→ EXERCISES:
(a) Transcribe everything in the passage on national sovereignty from "The sympathy of" down to "tyranny of Napoleon.".
(b) Show every line of the entries that contains the string "striped".

National sovereignty is the root cause of the most crying evils of our time and of the steady march of humanity back to tragic disaster and barbarism. . . . The only final remedy for this supreme and catastrophic evil of our time is a federal union of the people.

 

This paper accepts none of these assertions. It will argue, on the contrary, that the drive to abolish national sovereignty and create a European State, and the ideal of world government, represent a betrayal of the liberal internationalist tradition and are a serious threat to the long term survival of freedom and democracy. True internationalism does not, like the European Union, seek to create new structures of State power to rule over previously independent nations. Rather, it embodies and expresses a spirit of generous sympathy and co-operation between sovereign countries, based on mutual respect for each other’s traditions, institutions, and liberties. Far from requiring the destruction of patriotism, liberal internationalism recognises the vital role it plays in binding together and sustaining free societies. This paper will also argue that the widespread belief that nationalism is the “root cause” of war and “the most crying evils of our time,” is historically inaccurate, philosophically confused, and politically naïve. And finally, to counter the common charge that “Brexiters” and other opponents of European integration are anti-European xenophobes, this paper will argue that contrary to decades of propaganda from the E.U. and its supporters, the true glory of Europe, and the secret of her creativity and dynamism as a civilisation, has lain in decentralisation and diversity rather than in size and empire.

The Link Between Patriotism, Nationhood, and Internationalism

To begin to understand the libertarian internationalist case for patriotism and national sovereignty, travel back in time to a political meeting on an autumn day in late Victorian England. There, in a speech at Dartford, in Kent, on 2nd October 1886, Lord Randolph Churchill emphasised the liberating role Britain had played in European history since the 16th century:

The sympathy of England with liberty, and with the freedom and independence of communities and nationalities . . . is of ancient origin, and has become the traditional direction of our foreign policy. . . . It was mainly English effort which rescued Germany and the Netherlands from the despotism of King Philip II of Spain, and after him from that of Louis XIV of France. It was English effort which preserved the liberties of Europe from the desolating tyranny of Napoleon.

→ INPUT ROWS:
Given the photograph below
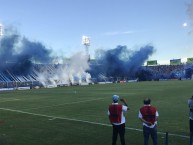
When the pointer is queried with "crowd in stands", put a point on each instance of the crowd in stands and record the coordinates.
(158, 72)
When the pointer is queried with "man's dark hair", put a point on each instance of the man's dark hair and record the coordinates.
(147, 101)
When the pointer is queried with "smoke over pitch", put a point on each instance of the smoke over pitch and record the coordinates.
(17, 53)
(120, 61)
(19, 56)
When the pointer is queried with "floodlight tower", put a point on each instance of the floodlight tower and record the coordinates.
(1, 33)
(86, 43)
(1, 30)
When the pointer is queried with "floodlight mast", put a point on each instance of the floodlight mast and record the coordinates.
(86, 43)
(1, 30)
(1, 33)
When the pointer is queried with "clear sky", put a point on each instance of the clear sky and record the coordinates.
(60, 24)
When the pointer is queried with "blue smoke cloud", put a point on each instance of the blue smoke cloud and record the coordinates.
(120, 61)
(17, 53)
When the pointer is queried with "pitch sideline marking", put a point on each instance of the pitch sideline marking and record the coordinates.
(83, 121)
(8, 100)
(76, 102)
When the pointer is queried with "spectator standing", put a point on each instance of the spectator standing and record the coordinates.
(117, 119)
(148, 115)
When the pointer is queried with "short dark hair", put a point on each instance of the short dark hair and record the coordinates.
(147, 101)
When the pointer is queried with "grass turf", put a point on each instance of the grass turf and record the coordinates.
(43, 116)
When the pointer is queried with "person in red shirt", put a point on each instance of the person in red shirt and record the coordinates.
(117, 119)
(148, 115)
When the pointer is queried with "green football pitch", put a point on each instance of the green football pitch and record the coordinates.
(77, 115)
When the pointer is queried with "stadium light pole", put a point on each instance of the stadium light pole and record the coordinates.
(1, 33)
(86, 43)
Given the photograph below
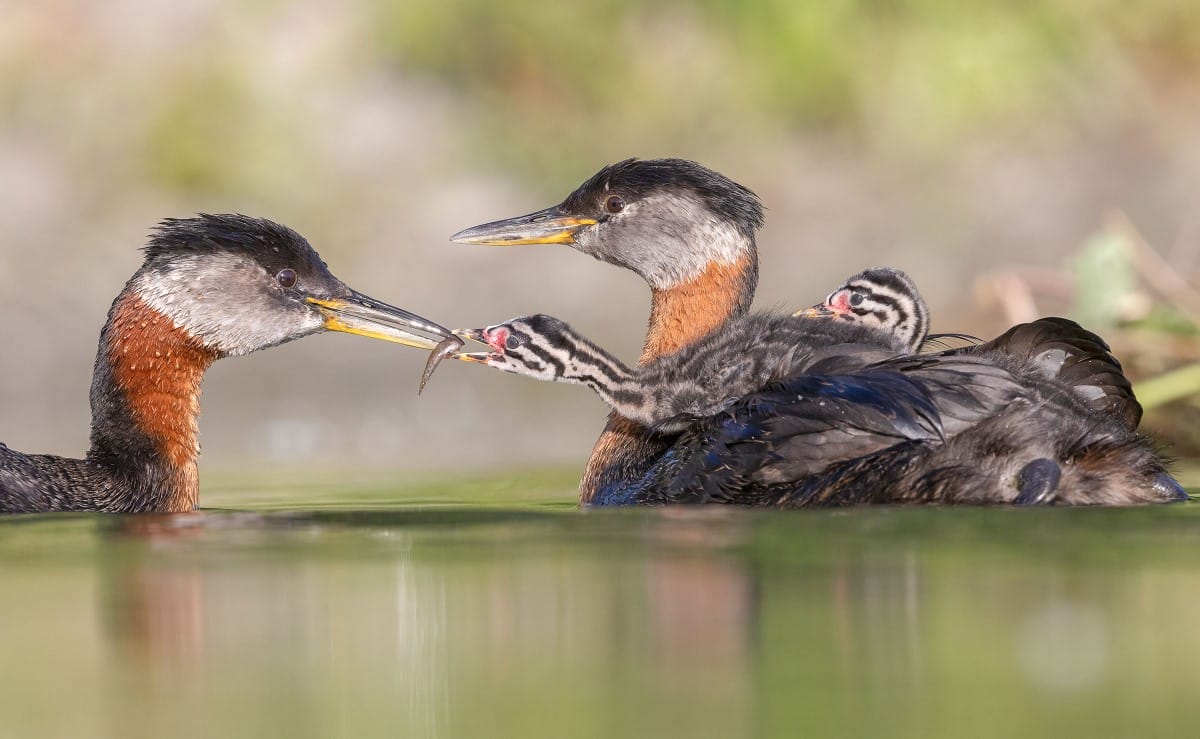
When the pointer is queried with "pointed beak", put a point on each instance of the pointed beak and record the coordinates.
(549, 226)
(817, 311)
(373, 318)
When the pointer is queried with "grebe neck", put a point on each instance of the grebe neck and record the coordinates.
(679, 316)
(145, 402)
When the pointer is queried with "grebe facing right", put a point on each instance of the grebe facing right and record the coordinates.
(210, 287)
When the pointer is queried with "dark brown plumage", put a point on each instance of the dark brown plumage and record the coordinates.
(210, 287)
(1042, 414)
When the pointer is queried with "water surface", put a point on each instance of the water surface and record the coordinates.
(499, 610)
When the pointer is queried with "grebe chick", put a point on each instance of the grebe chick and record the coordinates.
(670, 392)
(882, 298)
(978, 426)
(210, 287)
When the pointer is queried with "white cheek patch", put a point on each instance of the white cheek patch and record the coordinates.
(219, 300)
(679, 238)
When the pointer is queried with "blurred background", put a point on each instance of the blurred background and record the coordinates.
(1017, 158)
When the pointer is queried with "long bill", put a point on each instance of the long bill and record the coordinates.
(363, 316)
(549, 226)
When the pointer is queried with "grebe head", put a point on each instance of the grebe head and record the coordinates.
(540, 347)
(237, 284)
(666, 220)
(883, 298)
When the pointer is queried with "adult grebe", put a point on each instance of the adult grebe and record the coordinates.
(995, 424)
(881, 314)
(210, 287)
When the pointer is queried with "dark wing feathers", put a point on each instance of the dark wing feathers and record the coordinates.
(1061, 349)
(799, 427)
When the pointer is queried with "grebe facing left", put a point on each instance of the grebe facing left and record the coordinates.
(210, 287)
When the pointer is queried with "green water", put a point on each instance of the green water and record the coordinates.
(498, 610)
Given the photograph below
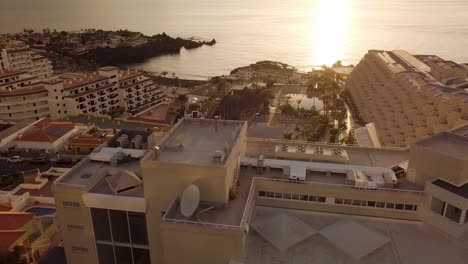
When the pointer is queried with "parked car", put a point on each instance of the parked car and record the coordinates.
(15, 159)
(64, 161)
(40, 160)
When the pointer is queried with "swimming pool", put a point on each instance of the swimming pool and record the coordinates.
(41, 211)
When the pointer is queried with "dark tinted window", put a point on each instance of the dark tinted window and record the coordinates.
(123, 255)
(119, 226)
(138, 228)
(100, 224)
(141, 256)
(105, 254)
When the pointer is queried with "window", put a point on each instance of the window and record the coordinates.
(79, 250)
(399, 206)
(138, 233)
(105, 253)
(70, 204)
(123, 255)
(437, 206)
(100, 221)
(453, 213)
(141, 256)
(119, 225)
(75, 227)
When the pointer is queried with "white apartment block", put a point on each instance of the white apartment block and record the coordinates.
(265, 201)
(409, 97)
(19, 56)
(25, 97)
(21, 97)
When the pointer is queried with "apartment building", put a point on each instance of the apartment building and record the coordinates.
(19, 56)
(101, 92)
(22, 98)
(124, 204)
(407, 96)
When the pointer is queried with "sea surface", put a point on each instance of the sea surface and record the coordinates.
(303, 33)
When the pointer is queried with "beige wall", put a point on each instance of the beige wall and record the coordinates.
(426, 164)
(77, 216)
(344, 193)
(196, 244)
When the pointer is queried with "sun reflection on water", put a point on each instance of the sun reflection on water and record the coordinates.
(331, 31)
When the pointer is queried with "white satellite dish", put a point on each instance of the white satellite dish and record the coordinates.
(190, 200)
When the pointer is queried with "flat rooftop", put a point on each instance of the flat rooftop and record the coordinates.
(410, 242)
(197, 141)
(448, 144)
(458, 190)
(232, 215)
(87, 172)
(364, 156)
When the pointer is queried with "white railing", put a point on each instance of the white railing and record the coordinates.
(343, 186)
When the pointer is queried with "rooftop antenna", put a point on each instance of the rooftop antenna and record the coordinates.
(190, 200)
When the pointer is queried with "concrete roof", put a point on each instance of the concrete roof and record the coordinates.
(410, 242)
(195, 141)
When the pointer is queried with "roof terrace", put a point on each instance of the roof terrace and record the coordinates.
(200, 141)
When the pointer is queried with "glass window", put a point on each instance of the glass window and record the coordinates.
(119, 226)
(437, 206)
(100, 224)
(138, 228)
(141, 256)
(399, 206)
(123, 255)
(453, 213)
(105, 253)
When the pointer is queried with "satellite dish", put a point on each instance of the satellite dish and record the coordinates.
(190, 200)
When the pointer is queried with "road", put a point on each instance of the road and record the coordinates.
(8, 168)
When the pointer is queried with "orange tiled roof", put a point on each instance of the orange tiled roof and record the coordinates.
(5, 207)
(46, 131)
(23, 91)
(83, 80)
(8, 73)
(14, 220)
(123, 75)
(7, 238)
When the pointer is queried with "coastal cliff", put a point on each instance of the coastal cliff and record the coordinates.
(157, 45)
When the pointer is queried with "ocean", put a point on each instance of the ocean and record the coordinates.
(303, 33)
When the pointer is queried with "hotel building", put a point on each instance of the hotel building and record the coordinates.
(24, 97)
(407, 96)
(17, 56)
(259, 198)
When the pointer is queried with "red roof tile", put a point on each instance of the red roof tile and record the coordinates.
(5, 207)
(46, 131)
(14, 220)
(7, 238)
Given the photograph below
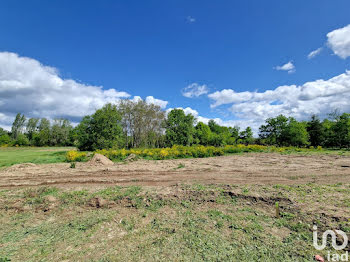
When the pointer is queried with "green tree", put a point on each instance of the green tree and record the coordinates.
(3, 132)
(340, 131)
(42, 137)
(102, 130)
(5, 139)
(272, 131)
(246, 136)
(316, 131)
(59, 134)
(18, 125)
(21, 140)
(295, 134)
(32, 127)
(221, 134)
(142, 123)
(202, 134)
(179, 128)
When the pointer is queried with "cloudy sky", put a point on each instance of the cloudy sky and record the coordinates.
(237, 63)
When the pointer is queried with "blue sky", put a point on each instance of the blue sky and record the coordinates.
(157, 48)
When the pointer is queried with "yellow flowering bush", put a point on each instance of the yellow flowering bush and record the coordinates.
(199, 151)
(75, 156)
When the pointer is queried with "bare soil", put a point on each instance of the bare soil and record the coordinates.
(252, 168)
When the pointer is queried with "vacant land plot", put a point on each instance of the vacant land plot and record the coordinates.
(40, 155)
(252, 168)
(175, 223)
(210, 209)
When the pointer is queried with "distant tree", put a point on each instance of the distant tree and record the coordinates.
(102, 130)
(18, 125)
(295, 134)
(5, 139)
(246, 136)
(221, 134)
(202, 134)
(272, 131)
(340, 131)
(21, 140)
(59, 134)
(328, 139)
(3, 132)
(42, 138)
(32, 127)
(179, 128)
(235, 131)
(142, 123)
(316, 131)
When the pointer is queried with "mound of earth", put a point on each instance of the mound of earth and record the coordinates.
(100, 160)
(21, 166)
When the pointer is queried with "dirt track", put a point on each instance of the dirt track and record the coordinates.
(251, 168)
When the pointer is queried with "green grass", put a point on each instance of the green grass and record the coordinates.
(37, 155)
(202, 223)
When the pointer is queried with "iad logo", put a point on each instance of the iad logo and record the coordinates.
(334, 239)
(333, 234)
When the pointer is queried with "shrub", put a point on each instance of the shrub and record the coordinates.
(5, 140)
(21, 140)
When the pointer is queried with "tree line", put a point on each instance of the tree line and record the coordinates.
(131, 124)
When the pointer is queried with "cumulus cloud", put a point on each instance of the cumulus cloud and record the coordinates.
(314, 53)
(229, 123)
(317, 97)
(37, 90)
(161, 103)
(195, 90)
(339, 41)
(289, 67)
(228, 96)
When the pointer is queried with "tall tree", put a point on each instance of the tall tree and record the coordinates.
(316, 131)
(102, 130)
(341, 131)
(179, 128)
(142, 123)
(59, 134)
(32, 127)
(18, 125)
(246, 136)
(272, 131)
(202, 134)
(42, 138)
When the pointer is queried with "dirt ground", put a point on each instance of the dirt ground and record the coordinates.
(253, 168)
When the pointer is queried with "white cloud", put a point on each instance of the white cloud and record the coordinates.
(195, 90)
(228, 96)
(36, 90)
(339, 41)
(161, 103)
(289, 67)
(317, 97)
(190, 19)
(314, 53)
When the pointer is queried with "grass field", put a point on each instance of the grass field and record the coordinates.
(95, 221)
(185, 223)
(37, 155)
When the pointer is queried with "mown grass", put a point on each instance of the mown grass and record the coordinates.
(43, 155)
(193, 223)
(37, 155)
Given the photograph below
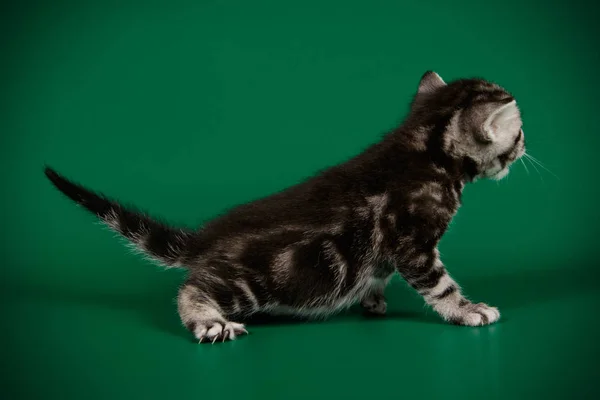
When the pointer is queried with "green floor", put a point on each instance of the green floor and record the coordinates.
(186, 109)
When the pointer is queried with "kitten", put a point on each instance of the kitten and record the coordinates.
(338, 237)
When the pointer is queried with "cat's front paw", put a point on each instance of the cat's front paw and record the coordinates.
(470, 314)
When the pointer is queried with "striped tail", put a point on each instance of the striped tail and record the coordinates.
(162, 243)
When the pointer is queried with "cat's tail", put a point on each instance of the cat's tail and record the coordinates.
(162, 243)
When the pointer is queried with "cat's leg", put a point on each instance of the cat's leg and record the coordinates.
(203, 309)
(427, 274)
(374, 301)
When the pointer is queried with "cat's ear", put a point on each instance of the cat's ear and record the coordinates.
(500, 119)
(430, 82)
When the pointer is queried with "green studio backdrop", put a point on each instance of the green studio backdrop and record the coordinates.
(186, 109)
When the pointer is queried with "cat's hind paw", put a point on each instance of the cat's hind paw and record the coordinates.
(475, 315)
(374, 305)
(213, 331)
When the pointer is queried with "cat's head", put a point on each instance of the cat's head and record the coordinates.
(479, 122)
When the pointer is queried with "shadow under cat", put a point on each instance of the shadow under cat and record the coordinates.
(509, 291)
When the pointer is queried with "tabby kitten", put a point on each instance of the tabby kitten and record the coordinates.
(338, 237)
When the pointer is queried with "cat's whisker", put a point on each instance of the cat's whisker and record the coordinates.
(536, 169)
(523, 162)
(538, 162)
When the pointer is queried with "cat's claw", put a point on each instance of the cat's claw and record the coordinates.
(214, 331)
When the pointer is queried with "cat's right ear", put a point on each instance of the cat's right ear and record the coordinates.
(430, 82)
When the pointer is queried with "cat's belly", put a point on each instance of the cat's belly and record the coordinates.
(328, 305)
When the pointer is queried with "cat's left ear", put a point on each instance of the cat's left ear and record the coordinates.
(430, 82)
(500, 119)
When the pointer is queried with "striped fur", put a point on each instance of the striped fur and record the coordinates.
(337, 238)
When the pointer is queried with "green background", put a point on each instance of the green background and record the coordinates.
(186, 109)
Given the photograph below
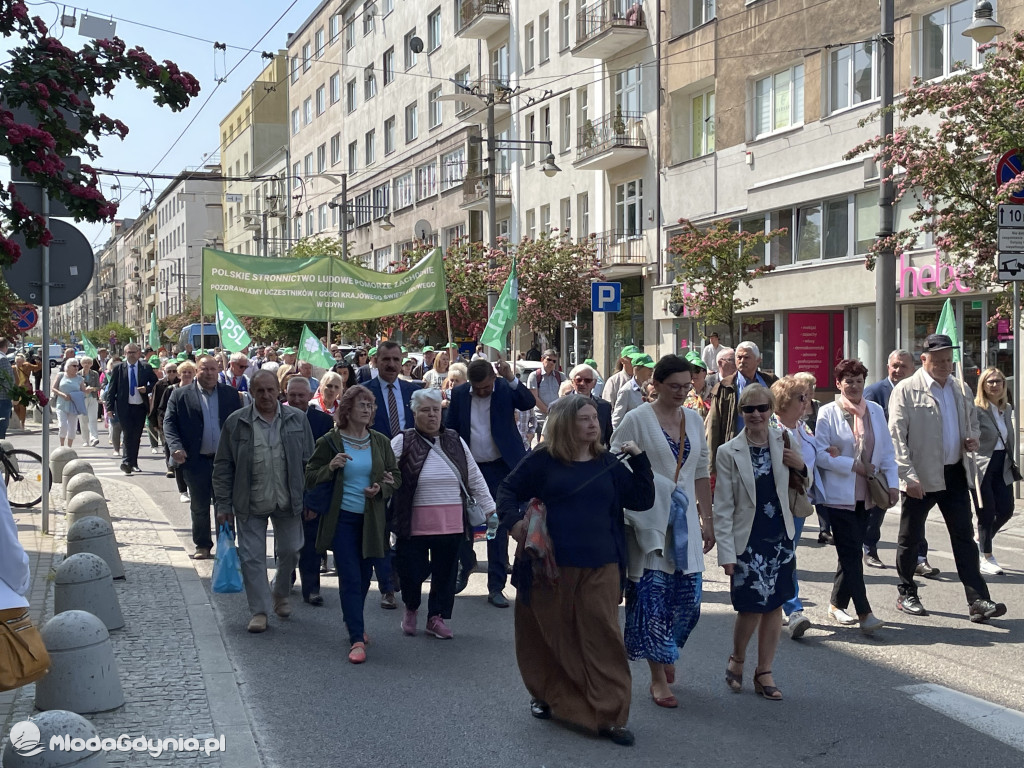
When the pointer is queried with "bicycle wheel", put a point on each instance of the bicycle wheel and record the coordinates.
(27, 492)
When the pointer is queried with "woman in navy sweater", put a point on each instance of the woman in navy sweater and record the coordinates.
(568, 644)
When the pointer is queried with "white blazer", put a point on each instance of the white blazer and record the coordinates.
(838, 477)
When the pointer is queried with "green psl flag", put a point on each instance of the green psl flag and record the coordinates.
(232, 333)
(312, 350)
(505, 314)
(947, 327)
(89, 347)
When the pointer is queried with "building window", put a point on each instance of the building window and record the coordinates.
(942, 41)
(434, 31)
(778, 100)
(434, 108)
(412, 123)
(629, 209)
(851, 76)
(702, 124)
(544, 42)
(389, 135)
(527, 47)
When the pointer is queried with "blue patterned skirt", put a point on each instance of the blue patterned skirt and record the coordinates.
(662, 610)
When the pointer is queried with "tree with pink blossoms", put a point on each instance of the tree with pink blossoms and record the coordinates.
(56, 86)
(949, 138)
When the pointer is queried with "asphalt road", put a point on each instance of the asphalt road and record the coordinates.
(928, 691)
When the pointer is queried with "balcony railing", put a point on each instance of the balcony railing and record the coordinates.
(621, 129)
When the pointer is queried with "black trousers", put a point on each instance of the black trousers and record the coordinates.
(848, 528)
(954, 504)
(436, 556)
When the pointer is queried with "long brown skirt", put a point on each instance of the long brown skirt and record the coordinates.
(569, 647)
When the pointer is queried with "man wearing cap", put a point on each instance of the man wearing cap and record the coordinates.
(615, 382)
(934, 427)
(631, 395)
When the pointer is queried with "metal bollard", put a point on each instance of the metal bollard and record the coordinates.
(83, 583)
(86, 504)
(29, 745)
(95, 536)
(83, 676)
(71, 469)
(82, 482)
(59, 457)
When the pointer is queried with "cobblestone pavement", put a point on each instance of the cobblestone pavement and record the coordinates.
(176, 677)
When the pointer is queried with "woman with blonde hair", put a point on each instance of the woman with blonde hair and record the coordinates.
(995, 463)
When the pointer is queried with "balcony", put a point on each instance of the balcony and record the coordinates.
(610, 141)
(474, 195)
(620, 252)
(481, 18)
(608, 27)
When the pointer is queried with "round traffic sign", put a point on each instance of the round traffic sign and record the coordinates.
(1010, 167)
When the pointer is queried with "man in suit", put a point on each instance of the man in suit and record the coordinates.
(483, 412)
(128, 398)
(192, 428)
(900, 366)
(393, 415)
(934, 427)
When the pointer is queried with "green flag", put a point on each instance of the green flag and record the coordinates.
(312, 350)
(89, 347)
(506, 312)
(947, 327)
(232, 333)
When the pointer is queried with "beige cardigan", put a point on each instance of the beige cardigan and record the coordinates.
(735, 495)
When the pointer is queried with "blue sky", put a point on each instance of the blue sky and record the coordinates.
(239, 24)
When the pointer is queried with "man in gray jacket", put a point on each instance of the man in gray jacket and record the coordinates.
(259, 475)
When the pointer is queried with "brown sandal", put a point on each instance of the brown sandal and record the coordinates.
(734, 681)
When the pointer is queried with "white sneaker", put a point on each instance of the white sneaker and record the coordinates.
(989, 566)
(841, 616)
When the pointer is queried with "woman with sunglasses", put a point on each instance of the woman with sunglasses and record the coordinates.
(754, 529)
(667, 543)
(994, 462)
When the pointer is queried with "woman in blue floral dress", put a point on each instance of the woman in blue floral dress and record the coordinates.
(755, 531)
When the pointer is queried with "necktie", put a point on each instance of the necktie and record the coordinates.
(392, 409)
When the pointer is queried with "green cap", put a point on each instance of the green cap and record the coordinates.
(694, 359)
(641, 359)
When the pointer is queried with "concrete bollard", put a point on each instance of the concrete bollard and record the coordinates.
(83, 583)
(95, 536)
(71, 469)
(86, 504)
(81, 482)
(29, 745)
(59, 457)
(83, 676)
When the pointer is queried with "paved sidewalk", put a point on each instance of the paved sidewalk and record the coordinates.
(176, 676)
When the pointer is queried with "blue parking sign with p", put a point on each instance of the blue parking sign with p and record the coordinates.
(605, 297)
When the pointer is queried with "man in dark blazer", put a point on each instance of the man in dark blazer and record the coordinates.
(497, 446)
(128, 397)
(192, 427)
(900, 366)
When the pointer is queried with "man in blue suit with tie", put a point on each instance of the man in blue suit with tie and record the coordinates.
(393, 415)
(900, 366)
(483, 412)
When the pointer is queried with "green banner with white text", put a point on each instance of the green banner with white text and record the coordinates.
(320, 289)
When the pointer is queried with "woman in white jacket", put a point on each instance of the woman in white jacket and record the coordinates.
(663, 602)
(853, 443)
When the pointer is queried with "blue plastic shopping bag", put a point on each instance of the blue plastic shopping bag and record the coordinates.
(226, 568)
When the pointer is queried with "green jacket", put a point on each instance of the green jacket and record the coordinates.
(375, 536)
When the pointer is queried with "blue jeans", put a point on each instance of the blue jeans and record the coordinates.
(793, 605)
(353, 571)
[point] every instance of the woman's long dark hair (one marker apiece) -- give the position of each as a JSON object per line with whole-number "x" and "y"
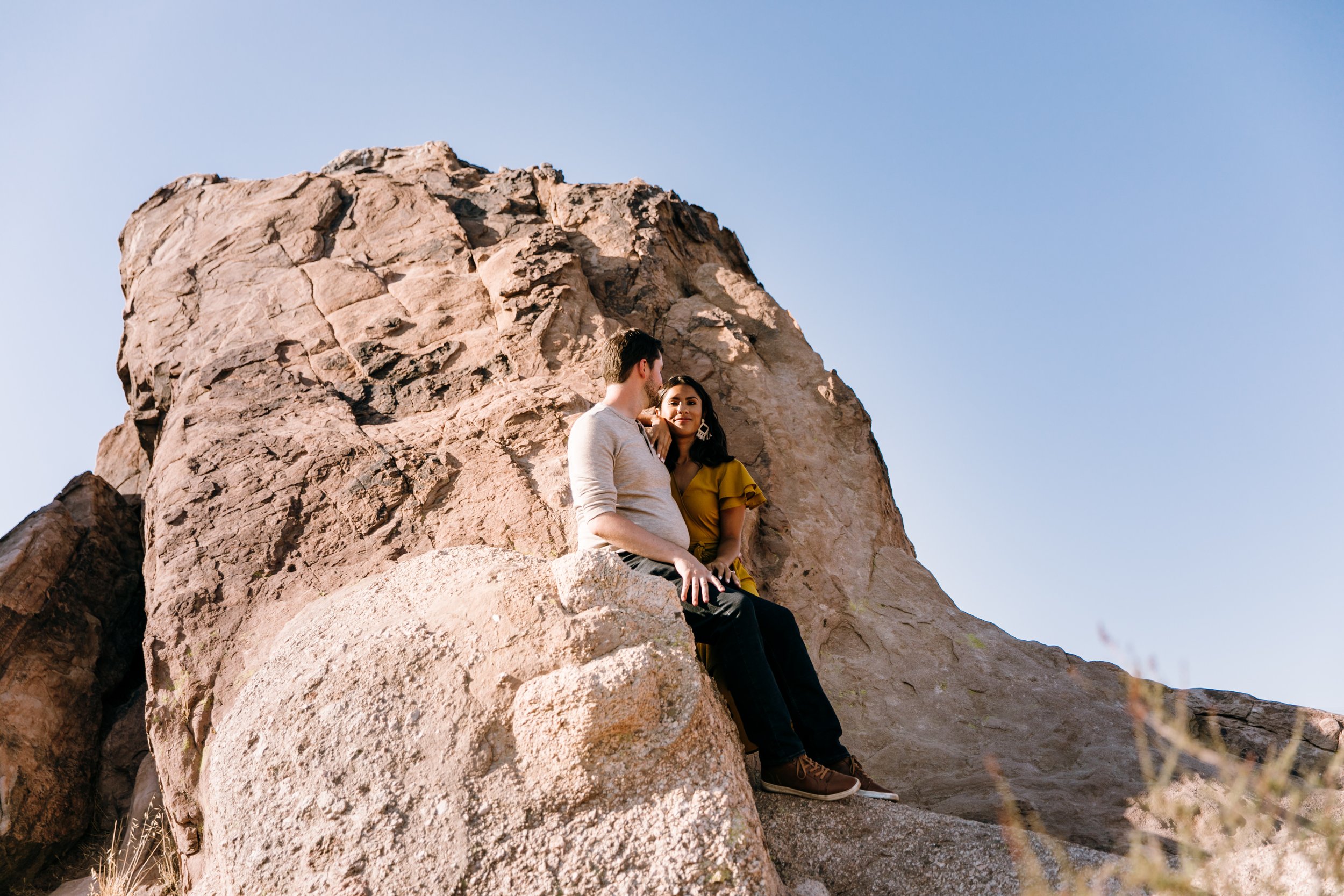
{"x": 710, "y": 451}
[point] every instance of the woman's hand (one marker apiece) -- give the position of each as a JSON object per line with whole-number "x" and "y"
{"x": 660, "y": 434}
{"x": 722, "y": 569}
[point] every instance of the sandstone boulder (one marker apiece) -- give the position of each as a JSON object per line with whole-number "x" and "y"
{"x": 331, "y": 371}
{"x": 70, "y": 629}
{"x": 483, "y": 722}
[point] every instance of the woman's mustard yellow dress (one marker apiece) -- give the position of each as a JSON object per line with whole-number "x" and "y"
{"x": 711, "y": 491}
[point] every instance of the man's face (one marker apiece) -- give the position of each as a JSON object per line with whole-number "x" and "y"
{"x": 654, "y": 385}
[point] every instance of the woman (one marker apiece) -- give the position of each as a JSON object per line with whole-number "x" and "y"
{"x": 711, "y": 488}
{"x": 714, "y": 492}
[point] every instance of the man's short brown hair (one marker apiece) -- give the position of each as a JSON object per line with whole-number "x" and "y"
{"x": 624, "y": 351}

→ PER-TASK ANSWERS:
(a)
The sympathy of England with liberty, and with the freedom and independence of communities and nationalities . . . is of ancient origin, and has become the traditional direction of our foreign policy. . . . It was mainly English effort which rescued Germany and the Netherlands from the despotism of King Philip II of Spain, and after him from that of Louis XIV of France. It was English effort which preserved the liberties of Europe from the desolating tyranny of Napoleon.

(b)
When the pointer is queried with "striped tail", put a point on each instance of the striped tail and record the coordinates.
When the pointer is queried with "striped fur", put a point on each instance of the striped fur and record the coordinates.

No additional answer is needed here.